* [Your goal]: Write out the entries again exactly as they are given.

* [Extracted data]:
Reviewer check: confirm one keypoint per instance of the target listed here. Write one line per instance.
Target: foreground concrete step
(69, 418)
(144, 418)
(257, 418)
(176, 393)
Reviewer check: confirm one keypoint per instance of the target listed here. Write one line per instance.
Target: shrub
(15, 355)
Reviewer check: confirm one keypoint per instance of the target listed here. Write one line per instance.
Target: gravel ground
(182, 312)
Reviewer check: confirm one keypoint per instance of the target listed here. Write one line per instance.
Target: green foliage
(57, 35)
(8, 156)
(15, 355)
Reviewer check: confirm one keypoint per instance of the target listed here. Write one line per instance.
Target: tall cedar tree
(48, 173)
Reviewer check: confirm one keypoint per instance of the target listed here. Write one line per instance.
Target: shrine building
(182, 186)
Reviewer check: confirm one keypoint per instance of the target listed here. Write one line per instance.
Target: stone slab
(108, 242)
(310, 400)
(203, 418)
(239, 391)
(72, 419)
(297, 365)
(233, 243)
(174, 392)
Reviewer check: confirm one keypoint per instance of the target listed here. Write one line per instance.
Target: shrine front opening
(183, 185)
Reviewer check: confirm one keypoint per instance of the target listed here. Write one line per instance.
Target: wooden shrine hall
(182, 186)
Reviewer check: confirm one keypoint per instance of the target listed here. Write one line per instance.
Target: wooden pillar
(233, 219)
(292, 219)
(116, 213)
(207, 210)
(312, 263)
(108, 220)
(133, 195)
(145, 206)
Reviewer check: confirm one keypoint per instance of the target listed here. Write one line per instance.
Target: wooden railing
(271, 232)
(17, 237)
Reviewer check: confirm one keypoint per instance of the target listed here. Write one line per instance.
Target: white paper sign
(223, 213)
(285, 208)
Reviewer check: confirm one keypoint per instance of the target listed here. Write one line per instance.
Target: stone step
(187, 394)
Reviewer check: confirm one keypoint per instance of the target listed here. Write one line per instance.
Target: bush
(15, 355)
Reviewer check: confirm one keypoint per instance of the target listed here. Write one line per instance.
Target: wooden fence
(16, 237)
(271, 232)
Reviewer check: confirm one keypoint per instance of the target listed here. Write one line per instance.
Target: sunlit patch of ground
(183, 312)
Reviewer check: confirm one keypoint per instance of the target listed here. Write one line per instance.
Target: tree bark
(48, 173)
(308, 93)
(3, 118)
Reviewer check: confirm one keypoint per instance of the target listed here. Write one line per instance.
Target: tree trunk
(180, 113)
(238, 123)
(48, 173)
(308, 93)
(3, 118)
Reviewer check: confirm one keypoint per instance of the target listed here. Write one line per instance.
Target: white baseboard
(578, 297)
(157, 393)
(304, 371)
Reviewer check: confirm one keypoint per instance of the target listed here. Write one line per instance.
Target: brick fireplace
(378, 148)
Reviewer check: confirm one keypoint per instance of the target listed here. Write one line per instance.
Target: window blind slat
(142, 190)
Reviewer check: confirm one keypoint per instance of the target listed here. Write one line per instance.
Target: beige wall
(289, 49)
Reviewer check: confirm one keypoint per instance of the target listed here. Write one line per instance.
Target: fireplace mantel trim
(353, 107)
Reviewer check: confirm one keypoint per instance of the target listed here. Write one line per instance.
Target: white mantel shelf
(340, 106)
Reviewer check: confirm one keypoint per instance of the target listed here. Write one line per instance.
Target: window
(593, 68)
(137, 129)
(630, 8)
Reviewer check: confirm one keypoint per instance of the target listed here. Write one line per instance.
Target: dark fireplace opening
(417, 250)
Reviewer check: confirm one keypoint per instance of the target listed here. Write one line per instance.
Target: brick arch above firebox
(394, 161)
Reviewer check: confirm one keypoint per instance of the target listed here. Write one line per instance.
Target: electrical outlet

* [Response area]:
Reviewer check: confirm one keypoint per instance of the target listed here. Write one line per instance.
Target: foreground concrete step
(69, 418)
(144, 418)
(257, 418)
(176, 393)
Reviewer check: confirm one keypoint per instance of the target listed here. Write one line per instance.
Target: shrub
(15, 355)
Reviewer check: confirm one keypoint per instance of the target listed here. Write one line per instance.
Target: gravel ground
(182, 312)
Reviewer check: confirm one keypoint per instance of the target listed here. Write one line per instance.
Target: green foliage
(57, 35)
(8, 156)
(15, 355)
Reviewer check: confirm one keypoint per instance of the target listed here. Write one line per instance.
Target: tall cedar tree
(48, 173)
Reviewer check: confirm one keypoint per instance of the target listed here. Write one line per instance.
Target: shrine building
(182, 186)
Reviewer check: confirm one keypoint per instance of the target listed here. Write one line per instance.
Target: stone slab
(108, 242)
(310, 400)
(203, 418)
(239, 391)
(72, 419)
(297, 365)
(233, 243)
(174, 392)
Reviewer check: confirm one keypoint per instance of the target listed here. Write one line per instance.
Target: shrine front opening
(183, 185)
Reviewer check: confirm one keypoint per instance of the target listed here. Write one line per instance.
Target: wooden shrine hall
(182, 186)
Reviewer check: confirm one keypoint per instance of the target listed here. Write one line per instance.
Target: wooden pillar
(233, 219)
(292, 219)
(116, 213)
(207, 210)
(312, 263)
(108, 220)
(133, 195)
(145, 206)
Reviewer check: confirm one keypoint per instance of the target listed here. Write one line per instance.
Target: wooden railing
(271, 232)
(17, 237)
Reviewer check: confirm one keypoint per instance of the target listed here. Write one line per instance.
Target: white paper sign
(223, 213)
(285, 208)
Reviewer check: confirm one keypoint per instance of the target listed here. Write one line per instance.
Target: stone step
(187, 394)
Reviewer check: confirm one keypoint per instance of the target listed here. Write one line per instance.
Target: bush
(15, 355)
Reviewer check: confirm one keypoint per instance of the target listed here. Write one line per instance.
Target: wooden fence
(16, 237)
(271, 232)
Reviewer check: confirm one keypoint per instance of the target listed here. Write one line per instance.
Target: sunlit patch of ground
(183, 312)
Reviewer check: confirm one keypoint per instance of the target listed here. Write one line per instance.
Target: tree bark
(48, 173)
(308, 93)
(3, 118)
Reviewer check: confirm one keypoint per instance of the target listed here. Write one line per instance.
Target: tree trunk
(180, 113)
(238, 123)
(48, 173)
(308, 93)
(3, 118)
Reviewer check: confirm one keypoint per instance of the target listed here. Write one line per instance.
Target: white baseboard
(578, 297)
(157, 393)
(304, 371)
Reviewer check: confirm one keypoint per instance of the target listed here. Write one line per instance.
Target: brick fireplace
(378, 148)
Reviewer check: confirm one keypoint per instance of the target listed here. Write one line per instance.
Target: window blind slat
(142, 190)
Reviewer check: confirm one keypoint per instance of the target listed here. Write one line per instance.
Target: beige wall
(289, 49)
Reviewer check: confirm one keypoint per instance of the target listed here. Write one line per instance.
Target: fireplace mantel trim
(353, 107)
Reviewer check: confirm one keypoint per instance of the target listed here. Write one line per instance.
Target: white mantel shelf
(340, 106)
Reviewer check: confirm one keypoint per instance of the target listed here. Write one line per instance.
Target: window
(593, 68)
(137, 129)
(630, 8)
Reviewer check: confirm one keypoint per instance of the target listed here. Write one line per instance.
Target: dark fireplace opening
(417, 250)
Reviewer check: confirm one keypoint per instance of the target listed here. Write one line per instance.
Target: brick arch above firebox
(394, 161)
Reviewer check: confirm one keypoint per instance of the target listed here. Write one line per instance.
Target: electrical outlet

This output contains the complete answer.